YOUR TASK: Format the lines from the one containing "Please segment every instance of the white" through the last line of the entries, inclusive, as a JSON list of strings with one string per line, leaving out any blank lines.

PROVIDED DATA:

## Begin

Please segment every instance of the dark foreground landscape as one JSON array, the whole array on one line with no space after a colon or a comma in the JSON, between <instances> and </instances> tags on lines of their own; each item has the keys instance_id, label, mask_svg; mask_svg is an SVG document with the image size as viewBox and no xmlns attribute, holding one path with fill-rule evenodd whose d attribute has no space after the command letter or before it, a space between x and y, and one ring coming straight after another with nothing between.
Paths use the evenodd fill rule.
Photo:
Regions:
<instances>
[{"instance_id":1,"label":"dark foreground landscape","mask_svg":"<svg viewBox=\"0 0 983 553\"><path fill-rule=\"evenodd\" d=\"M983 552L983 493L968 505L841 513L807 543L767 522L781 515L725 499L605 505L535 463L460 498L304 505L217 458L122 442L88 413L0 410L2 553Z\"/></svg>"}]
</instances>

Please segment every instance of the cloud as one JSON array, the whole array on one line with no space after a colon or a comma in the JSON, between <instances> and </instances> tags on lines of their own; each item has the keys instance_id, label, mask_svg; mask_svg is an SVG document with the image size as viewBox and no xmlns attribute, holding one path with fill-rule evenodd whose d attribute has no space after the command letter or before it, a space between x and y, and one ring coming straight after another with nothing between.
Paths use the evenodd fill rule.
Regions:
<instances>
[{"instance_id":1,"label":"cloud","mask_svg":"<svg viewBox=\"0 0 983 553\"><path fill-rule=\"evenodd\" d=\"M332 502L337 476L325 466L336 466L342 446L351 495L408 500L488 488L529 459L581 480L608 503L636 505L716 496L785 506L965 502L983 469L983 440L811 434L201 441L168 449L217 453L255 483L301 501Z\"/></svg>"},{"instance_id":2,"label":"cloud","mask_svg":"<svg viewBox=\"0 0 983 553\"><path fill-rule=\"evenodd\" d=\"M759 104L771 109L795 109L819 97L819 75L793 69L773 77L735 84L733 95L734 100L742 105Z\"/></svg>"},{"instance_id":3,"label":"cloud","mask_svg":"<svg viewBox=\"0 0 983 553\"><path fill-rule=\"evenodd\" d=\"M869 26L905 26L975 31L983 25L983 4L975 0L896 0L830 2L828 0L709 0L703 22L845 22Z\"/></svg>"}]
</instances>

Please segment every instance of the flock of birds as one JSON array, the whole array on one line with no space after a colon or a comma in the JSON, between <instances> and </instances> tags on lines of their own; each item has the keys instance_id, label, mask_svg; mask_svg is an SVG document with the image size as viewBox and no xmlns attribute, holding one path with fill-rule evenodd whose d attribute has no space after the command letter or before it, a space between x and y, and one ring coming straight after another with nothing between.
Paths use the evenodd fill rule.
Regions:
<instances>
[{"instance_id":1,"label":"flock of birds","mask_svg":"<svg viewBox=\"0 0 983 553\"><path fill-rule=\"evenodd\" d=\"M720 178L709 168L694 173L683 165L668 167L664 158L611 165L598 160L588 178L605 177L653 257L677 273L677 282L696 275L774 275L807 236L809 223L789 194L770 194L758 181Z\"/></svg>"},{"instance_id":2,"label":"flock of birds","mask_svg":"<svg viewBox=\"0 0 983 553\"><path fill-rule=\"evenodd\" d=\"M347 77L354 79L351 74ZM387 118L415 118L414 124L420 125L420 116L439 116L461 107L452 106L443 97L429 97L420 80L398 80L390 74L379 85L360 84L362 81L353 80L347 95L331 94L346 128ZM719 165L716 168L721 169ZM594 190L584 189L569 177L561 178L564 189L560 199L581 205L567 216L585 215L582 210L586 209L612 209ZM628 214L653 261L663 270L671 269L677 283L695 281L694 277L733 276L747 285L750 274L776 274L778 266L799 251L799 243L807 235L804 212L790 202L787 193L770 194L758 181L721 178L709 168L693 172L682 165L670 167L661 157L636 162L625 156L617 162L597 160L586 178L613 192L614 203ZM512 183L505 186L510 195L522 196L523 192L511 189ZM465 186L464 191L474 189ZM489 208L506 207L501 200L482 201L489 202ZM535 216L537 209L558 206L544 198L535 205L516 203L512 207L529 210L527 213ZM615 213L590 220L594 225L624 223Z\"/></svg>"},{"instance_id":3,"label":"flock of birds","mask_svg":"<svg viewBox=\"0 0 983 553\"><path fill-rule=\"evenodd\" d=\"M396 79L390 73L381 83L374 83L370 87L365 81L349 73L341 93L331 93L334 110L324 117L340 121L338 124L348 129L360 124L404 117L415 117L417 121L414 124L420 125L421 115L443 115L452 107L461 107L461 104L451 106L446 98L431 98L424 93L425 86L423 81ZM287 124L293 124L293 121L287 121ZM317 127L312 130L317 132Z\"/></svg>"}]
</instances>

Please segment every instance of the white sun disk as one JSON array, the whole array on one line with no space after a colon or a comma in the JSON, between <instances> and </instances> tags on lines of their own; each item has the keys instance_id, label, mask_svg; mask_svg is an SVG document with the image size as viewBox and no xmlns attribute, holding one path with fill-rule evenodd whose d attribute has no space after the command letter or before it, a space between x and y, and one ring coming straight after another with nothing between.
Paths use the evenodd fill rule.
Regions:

## End

FULL OUTPUT:
[
  "Please segment every instance of the white sun disk as one JSON array, the whole array on one line with no space after a colon or a comma in the JSON, between <instances> and </instances> tags on lines of their own; each item has the keys instance_id, label, mask_svg; mask_svg is an SVG document with the image size as viewBox and no xmlns attribute, holding one path with fill-rule evenodd whose d attribute has no space after the command letter or before it, a space between x and y, and one ring coming straight after another with nothing between.",
  "Paths use the evenodd fill rule.",
  "Regions:"
]